### To do
Please answer from the post about Heart of Darkness: in which years was the novel written?

### Source document
────────

Monthly What Are You Reading Thread

Joseph Conrad's Heart of Darkness, perhaps one of the most ambivalent novels about race of all time. Chinua Achebe famously said that it should be removed from the canon because it silenced Africans and portrayed them as "savages." The book certainly does the former, but as for the latter it is arguably less clear- I understand Achebe's reading but I think ultimately Conrad leaves it up to the reader to decide. Additionally the novel was written in 1899-1900, a time when much more overt racism was the norm. All of those possibly mitigating factors notwithstanding, this is still a novel about the supposed downfall of Europe and civilized man. For that reason it's an invaluable read, because it demonstrates the logic and affect of reactionary narratives about the alleged decline of hegemonic groups--- it is my conviction that combating racism demands understanding very clearly how racism is expressed, including in literature.

────────

### Dataset records
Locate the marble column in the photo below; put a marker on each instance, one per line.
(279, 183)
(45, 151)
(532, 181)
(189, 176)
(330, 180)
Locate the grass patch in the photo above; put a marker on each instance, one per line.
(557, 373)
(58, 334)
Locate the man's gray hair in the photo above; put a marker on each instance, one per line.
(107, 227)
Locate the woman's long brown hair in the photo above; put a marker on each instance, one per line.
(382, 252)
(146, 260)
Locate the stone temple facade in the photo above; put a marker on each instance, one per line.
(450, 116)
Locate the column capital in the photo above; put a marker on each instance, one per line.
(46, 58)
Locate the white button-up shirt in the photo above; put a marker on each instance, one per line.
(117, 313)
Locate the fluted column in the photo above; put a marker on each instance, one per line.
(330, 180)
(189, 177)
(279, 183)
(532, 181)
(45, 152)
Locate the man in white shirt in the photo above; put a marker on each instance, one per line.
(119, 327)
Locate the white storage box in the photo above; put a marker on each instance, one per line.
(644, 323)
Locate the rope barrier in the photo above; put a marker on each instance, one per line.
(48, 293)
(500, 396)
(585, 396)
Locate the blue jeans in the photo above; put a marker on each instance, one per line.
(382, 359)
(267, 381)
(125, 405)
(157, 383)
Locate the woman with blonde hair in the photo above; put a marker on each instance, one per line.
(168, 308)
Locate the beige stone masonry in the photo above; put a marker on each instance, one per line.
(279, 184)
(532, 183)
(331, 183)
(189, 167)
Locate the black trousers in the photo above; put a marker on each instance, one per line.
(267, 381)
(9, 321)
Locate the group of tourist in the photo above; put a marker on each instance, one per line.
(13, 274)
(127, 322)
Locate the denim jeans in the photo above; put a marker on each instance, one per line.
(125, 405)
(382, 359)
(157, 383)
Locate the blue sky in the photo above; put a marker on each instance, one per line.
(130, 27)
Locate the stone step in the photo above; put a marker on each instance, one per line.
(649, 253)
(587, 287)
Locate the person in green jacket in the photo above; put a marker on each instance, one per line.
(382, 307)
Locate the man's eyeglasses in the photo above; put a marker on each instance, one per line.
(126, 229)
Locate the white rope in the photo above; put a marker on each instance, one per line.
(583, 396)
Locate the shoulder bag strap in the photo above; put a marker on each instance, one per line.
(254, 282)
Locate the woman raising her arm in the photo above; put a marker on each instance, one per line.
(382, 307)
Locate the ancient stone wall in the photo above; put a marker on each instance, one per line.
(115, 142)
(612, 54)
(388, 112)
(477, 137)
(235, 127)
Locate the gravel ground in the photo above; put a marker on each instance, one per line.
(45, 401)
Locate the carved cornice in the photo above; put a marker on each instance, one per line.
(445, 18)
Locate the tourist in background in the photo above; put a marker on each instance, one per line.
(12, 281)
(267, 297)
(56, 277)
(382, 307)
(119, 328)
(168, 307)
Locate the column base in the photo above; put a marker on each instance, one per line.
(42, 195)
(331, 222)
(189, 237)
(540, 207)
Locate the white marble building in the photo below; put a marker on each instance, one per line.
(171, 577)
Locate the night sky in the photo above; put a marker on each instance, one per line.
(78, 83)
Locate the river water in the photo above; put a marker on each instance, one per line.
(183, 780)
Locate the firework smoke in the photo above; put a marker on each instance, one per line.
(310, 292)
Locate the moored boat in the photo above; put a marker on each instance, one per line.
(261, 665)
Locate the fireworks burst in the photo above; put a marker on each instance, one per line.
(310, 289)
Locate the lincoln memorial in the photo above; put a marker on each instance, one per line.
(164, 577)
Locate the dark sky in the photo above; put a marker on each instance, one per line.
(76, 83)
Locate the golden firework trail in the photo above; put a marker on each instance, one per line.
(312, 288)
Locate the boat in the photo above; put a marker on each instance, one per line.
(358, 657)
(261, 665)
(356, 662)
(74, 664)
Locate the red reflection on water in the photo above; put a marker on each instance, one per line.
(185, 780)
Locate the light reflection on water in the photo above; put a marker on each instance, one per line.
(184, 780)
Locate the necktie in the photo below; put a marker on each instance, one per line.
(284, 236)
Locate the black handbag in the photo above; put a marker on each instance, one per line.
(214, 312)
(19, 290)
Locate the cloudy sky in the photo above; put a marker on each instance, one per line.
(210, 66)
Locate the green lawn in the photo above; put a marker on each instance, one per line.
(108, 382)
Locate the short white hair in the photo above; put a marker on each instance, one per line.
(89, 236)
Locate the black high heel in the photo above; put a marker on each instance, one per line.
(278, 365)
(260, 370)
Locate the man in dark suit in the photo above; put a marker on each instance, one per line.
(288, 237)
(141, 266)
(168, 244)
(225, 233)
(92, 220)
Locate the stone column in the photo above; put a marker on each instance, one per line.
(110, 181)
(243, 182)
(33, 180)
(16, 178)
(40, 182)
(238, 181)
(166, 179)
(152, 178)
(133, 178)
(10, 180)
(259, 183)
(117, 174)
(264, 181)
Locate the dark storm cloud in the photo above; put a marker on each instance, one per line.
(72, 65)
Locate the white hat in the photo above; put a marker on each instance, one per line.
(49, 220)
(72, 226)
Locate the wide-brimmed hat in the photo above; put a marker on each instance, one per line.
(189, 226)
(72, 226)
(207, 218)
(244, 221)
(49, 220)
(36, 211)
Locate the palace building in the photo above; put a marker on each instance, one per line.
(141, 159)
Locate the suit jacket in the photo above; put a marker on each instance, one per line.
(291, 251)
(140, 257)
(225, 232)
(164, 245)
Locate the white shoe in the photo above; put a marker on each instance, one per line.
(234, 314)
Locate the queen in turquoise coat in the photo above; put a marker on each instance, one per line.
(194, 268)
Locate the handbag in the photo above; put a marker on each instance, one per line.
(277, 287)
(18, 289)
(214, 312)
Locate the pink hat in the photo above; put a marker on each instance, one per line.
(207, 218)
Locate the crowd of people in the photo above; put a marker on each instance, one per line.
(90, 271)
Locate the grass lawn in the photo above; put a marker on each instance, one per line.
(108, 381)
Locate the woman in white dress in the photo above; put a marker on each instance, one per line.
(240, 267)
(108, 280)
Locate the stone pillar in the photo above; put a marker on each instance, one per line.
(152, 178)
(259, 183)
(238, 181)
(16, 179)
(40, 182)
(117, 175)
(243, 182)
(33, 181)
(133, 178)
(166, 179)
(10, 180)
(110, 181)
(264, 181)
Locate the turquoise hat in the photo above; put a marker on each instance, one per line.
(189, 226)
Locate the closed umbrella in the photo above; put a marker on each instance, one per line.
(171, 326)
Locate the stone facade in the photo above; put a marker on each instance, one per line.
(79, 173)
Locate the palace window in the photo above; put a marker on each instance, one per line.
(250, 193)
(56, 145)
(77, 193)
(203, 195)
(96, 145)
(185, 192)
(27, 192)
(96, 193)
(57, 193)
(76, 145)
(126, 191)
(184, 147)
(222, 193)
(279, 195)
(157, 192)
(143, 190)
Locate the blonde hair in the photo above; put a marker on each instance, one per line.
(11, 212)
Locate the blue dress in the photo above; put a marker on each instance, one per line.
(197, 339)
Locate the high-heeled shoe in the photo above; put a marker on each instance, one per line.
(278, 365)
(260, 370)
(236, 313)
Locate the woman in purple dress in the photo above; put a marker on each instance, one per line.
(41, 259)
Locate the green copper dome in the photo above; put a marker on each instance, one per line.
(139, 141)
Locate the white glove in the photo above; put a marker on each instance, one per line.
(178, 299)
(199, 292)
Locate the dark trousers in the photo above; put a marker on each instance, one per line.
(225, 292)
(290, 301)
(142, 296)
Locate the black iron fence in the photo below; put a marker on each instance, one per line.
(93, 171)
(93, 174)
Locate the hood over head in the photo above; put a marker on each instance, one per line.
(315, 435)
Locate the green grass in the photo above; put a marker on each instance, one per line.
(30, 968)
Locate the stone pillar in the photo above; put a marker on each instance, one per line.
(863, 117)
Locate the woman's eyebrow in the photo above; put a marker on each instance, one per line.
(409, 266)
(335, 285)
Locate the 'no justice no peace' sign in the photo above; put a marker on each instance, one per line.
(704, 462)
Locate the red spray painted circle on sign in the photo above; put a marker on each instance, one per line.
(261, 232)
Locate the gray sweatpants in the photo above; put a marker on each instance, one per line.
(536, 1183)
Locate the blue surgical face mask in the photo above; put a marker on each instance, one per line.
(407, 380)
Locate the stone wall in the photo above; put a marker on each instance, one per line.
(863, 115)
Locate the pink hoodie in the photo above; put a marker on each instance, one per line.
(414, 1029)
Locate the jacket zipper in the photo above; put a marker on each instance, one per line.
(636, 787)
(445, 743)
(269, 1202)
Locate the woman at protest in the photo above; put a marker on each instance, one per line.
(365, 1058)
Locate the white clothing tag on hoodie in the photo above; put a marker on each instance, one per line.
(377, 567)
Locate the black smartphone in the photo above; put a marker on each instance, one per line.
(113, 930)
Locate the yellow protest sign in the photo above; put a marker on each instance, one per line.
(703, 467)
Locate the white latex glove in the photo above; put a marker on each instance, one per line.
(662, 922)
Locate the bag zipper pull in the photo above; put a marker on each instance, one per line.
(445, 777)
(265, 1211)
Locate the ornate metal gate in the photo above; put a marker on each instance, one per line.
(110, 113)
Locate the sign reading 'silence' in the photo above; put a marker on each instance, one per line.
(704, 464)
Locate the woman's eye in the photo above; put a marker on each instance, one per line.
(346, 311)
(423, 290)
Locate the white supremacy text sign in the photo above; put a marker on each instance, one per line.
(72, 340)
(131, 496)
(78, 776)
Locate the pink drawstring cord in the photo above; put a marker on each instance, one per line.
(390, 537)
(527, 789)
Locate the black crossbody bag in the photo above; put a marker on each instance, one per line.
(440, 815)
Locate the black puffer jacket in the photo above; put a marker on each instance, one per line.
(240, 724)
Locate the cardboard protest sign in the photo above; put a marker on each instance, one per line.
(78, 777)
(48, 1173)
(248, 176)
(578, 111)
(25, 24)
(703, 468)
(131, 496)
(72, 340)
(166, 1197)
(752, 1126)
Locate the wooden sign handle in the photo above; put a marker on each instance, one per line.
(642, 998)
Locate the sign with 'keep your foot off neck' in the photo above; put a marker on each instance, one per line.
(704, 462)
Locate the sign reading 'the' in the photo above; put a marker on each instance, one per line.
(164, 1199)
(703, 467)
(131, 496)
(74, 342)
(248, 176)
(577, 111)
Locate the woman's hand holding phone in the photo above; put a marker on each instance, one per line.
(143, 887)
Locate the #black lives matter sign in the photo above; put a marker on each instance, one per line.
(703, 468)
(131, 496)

────────

### Task output
It was written in 1899-1900.